--- start of Data supplied ---

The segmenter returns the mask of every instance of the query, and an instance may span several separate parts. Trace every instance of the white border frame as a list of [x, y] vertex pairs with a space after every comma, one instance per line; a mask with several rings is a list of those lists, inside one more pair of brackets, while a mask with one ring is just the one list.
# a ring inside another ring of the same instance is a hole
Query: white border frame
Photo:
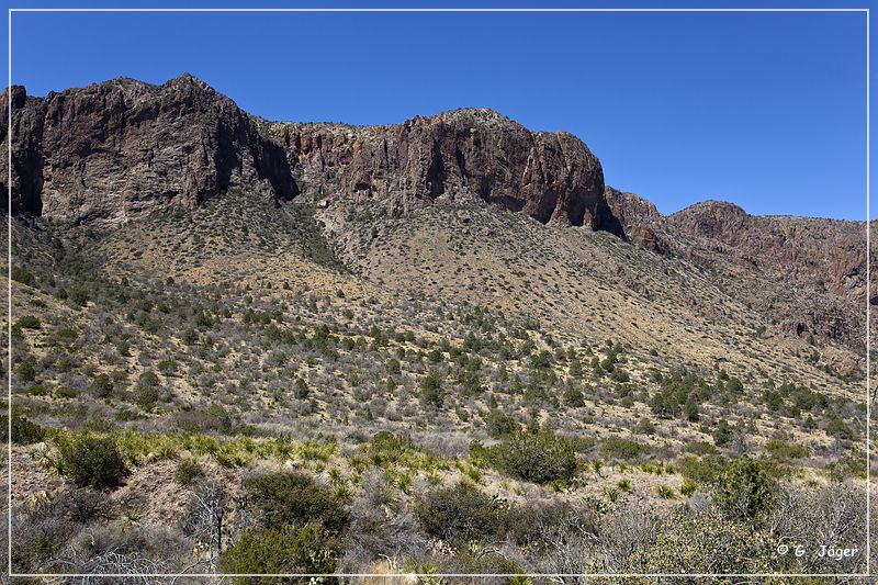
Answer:
[[870, 269], [869, 245], [871, 221], [869, 220], [869, 155], [870, 155], [870, 92], [869, 92], [869, 13], [868, 8], [10, 8], [8, 9], [9, 79], [7, 92], [12, 88], [12, 14], [14, 12], [859, 12], [866, 14], [866, 572], [865, 573], [13, 573], [12, 572], [12, 101], [8, 105], [8, 267], [9, 299], [7, 313], [7, 338], [9, 356], [7, 367], [8, 407], [8, 511], [7, 575], [13, 577], [868, 577], [871, 575], [871, 383], [870, 383]]

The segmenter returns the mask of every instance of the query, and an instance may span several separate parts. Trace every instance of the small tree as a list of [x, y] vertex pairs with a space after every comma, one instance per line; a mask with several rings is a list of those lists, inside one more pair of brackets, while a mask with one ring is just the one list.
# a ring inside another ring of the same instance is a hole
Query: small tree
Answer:
[[225, 506], [226, 493], [222, 484], [215, 481], [200, 482], [183, 518], [183, 531], [207, 545], [212, 551], [212, 560], [223, 553]]
[[731, 461], [717, 483], [713, 502], [731, 520], [761, 522], [775, 502], [775, 484], [750, 455]]
[[77, 485], [115, 487], [127, 473], [125, 461], [110, 438], [81, 437], [61, 446], [59, 465]]
[[444, 403], [444, 391], [439, 372], [431, 370], [424, 380], [420, 381], [420, 402], [425, 405], [432, 405], [441, 408]]

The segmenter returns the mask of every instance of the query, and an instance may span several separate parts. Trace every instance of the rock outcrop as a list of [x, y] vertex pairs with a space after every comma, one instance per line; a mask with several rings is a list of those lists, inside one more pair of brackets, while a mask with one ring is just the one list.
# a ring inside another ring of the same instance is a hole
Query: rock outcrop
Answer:
[[2, 122], [10, 97], [15, 214], [117, 224], [240, 187], [275, 199], [370, 198], [402, 213], [439, 198], [480, 198], [543, 223], [617, 229], [600, 162], [585, 144], [491, 110], [387, 126], [270, 123], [189, 75], [44, 99], [14, 87], [0, 102]]
[[[119, 223], [195, 205], [235, 183], [295, 194], [283, 150], [191, 76], [162, 86], [116, 79], [45, 99], [15, 87], [12, 98], [13, 213]], [[5, 121], [9, 100], [0, 105]]]

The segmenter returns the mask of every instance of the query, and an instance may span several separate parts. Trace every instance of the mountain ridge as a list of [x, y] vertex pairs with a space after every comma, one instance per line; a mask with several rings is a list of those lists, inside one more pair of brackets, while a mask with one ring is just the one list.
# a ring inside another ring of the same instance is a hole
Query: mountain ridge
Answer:
[[[481, 201], [682, 256], [728, 274], [731, 285], [731, 271], [746, 269], [766, 281], [761, 290], [788, 281], [857, 303], [866, 295], [865, 223], [757, 216], [717, 201], [665, 215], [605, 184], [598, 157], [574, 135], [531, 132], [485, 108], [352, 126], [266, 121], [189, 74], [161, 85], [117, 78], [45, 98], [14, 86], [0, 97], [0, 149], [10, 101], [12, 184], [5, 185], [5, 153], [0, 183], [11, 188], [13, 215], [113, 228], [234, 190], [275, 204], [301, 196], [324, 207], [342, 199], [376, 202], [393, 216], [436, 202]], [[851, 333], [858, 326], [841, 333], [822, 324], [821, 311], [792, 319], [790, 330], [845, 342], [859, 337]], [[846, 322], [860, 322], [852, 312], [845, 310]]]

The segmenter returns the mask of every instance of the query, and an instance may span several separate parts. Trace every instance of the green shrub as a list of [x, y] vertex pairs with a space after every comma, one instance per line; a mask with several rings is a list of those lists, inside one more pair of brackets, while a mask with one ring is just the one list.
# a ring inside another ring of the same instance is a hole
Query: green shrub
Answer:
[[688, 477], [683, 479], [683, 483], [679, 485], [679, 493], [686, 497], [695, 494], [698, 491], [698, 484], [694, 481], [689, 480]]
[[801, 459], [811, 454], [806, 446], [781, 439], [770, 439], [765, 448], [779, 459]]
[[605, 459], [621, 461], [637, 461], [648, 455], [652, 449], [641, 442], [622, 439], [621, 437], [609, 437], [600, 445], [600, 453]]
[[585, 406], [585, 394], [579, 389], [569, 387], [564, 391], [564, 403], [571, 408]]
[[486, 449], [487, 462], [533, 483], [569, 482], [576, 475], [575, 441], [551, 432], [515, 432]]
[[[770, 536], [716, 513], [679, 513], [665, 520], [655, 537], [637, 548], [628, 570], [640, 573], [770, 573], [778, 569], [776, 548], [777, 542]], [[705, 582], [695, 577], [679, 581]]]
[[78, 437], [60, 447], [59, 465], [80, 486], [115, 487], [127, 473], [125, 461], [111, 438]]
[[156, 386], [138, 385], [134, 391], [134, 402], [144, 410], [149, 410], [158, 402], [158, 389]]
[[706, 455], [703, 458], [687, 457], [679, 464], [680, 474], [696, 483], [716, 483], [727, 460], [720, 455]]
[[40, 319], [33, 315], [24, 315], [23, 317], [19, 317], [19, 320], [16, 320], [15, 324], [22, 329], [38, 329], [42, 327]]
[[775, 484], [765, 465], [748, 455], [729, 462], [717, 483], [713, 503], [729, 519], [758, 522], [772, 509]]
[[259, 510], [264, 528], [320, 524], [327, 531], [341, 531], [348, 519], [345, 502], [335, 493], [300, 473], [268, 473], [245, 480], [248, 500]]
[[[3, 424], [5, 426], [7, 417], [3, 416]], [[3, 428], [5, 430], [5, 428]], [[16, 445], [31, 445], [40, 442], [46, 436], [46, 430], [37, 425], [31, 423], [24, 417], [12, 416], [12, 442]]]
[[34, 368], [33, 360], [24, 360], [15, 367], [15, 374], [21, 378], [23, 382], [33, 382], [36, 380], [36, 368]]
[[113, 381], [106, 374], [98, 374], [91, 381], [89, 391], [99, 398], [108, 398], [113, 393]]
[[428, 493], [415, 505], [415, 515], [428, 535], [446, 541], [484, 540], [504, 525], [499, 504], [466, 483]]
[[15, 282], [21, 282], [22, 284], [31, 285], [34, 282], [34, 275], [24, 267], [21, 266], [13, 266], [12, 267], [12, 280]]
[[[341, 548], [338, 541], [316, 525], [286, 526], [264, 530], [250, 529], [223, 551], [222, 573], [316, 573], [336, 570]], [[260, 577], [259, 583], [286, 583], [282, 577]], [[250, 583], [239, 577], [237, 583]]]
[[192, 485], [192, 483], [204, 476], [204, 469], [194, 459], [183, 459], [173, 472], [173, 481], [180, 485]]
[[499, 408], [492, 408], [488, 410], [488, 413], [484, 416], [484, 420], [485, 430], [487, 431], [488, 437], [493, 437], [495, 439], [506, 437], [507, 435], [511, 435], [520, 429], [520, 426], [515, 417], [504, 413]]
[[418, 390], [421, 404], [436, 406], [437, 408], [442, 407], [446, 393], [442, 390], [442, 381], [438, 372], [430, 371], [424, 380], [420, 381]]
[[720, 420], [711, 436], [713, 437], [713, 445], [724, 447], [732, 440], [732, 427], [725, 420]]

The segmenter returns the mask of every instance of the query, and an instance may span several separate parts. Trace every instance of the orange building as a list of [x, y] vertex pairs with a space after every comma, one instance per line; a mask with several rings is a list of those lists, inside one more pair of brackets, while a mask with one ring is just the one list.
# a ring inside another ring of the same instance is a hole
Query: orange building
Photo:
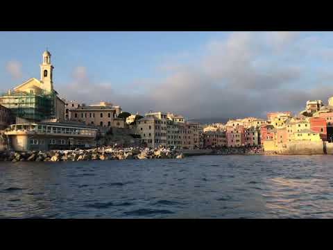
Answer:
[[326, 119], [324, 117], [310, 117], [310, 129], [319, 133], [323, 141], [327, 140]]

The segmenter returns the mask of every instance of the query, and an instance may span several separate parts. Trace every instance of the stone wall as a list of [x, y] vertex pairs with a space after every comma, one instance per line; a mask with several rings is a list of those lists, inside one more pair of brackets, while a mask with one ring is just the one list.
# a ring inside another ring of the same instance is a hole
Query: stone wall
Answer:
[[333, 142], [324, 142], [324, 148], [326, 149], [326, 153], [333, 154]]
[[277, 153], [280, 154], [324, 154], [324, 144], [323, 142], [289, 142], [287, 148], [281, 149]]

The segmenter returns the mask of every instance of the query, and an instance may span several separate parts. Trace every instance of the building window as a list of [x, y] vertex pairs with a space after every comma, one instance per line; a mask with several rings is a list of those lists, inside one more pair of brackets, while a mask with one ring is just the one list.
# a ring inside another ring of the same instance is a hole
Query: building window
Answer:
[[31, 140], [30, 144], [31, 145], [38, 145], [38, 140], [35, 140], [35, 139]]

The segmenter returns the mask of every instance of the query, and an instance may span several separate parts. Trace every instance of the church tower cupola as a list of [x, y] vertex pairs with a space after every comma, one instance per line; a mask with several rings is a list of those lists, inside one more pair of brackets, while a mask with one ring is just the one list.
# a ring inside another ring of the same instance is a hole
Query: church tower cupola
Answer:
[[47, 92], [53, 91], [52, 72], [53, 66], [51, 64], [51, 53], [47, 49], [43, 53], [43, 61], [40, 66], [40, 82]]

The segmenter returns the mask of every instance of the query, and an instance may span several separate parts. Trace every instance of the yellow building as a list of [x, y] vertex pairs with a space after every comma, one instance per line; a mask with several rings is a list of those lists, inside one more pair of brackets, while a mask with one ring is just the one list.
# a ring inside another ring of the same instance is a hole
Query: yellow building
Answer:
[[289, 117], [287, 116], [278, 116], [271, 119], [271, 124], [275, 128], [283, 128], [286, 126], [286, 122], [288, 119]]
[[293, 133], [293, 141], [322, 142], [321, 134], [309, 129], [302, 129]]
[[291, 118], [287, 122], [286, 125], [289, 142], [294, 140], [296, 133], [310, 128], [310, 123], [308, 119]]
[[31, 119], [65, 119], [65, 102], [53, 89], [51, 53], [42, 55], [40, 79], [31, 78], [0, 96], [0, 104], [9, 108], [14, 116]]
[[265, 140], [263, 144], [265, 152], [273, 152], [275, 151], [275, 143], [274, 140]]

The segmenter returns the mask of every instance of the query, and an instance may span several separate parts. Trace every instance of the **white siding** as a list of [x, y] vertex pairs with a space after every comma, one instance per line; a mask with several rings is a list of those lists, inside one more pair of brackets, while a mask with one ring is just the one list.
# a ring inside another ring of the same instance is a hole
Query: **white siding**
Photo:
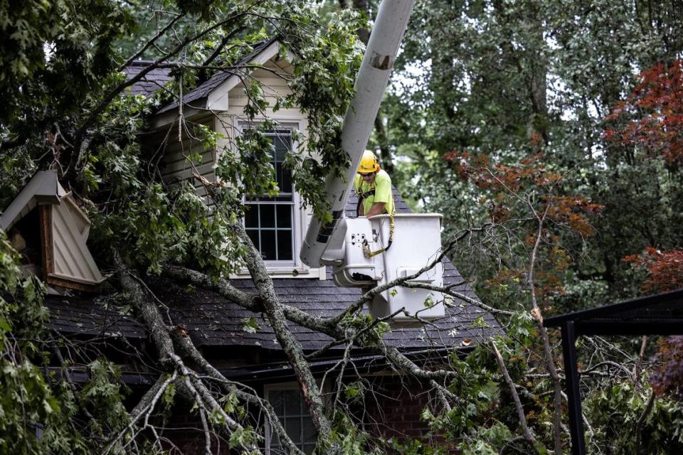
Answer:
[[[194, 123], [206, 125], [212, 129], [214, 127], [213, 117], [194, 120]], [[189, 124], [188, 127], [191, 127], [191, 124]], [[164, 131], [164, 136], [165, 133]], [[196, 188], [198, 196], [206, 196], [203, 186], [195, 178], [194, 173], [202, 176], [209, 181], [216, 181], [216, 173], [213, 171], [216, 151], [205, 149], [198, 138], [191, 137], [186, 130], [183, 132], [182, 141], [179, 141], [177, 124], [172, 127], [166, 141], [166, 146], [163, 149], [164, 158], [159, 164], [162, 178], [171, 185], [183, 180], [189, 181]], [[199, 154], [199, 159], [191, 161], [190, 156], [196, 154]], [[206, 202], [210, 203], [211, 201]]]

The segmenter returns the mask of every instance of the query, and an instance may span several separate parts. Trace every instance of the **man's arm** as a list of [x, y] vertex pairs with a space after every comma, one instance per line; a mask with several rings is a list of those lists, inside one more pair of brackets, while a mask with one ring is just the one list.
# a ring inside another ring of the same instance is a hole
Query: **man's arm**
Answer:
[[[371, 217], [371, 216], [374, 216], [376, 215], [381, 215], [385, 211], [384, 207], [386, 205], [386, 202], [376, 202], [374, 204], [372, 205], [372, 207], [371, 207], [370, 210], [368, 210], [368, 214], [365, 216]], [[360, 216], [364, 216], [363, 212], [364, 210], [363, 210], [363, 204], [361, 204], [361, 210], [359, 211], [361, 213]]]

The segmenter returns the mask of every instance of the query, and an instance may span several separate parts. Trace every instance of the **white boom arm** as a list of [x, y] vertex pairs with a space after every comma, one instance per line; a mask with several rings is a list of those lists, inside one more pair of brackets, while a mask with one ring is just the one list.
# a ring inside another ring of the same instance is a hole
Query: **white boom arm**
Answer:
[[344, 215], [354, 176], [370, 138], [414, 3], [415, 0], [383, 0], [379, 6], [356, 80], [356, 95], [346, 109], [342, 128], [342, 148], [351, 157], [351, 166], [342, 177], [329, 176], [327, 178], [327, 200], [332, 201], [332, 221], [323, 225], [314, 218], [311, 220], [300, 254], [301, 260], [309, 267], [341, 259], [341, 257], [323, 259], [322, 256], [339, 224], [339, 219]]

--- end of Data supplied ---

**Short problem**
Can you rewrite the lines between the one holding "of the building" and the one holding "140], [35, 139]]", inclusive, putting "apartment window" wherever "building window" appears and changing nothing else?

**Answer for the task**
The segmenter returns the mask of every instance of the query, and an instance may span several separate parts. Trace every instance of the apartment window as a list of [x, y] vertex pairs with a space after every comma, one instance per line; a mask with several rings is a list of those lists, inside one more pair of brackets, while a mask with one ring is just the one list.
# a ring inside another ring of the same instance is a hole
Query: apartment window
Answer:
[[31, 140], [30, 144], [31, 145], [38, 145], [38, 140], [35, 140], [35, 139]]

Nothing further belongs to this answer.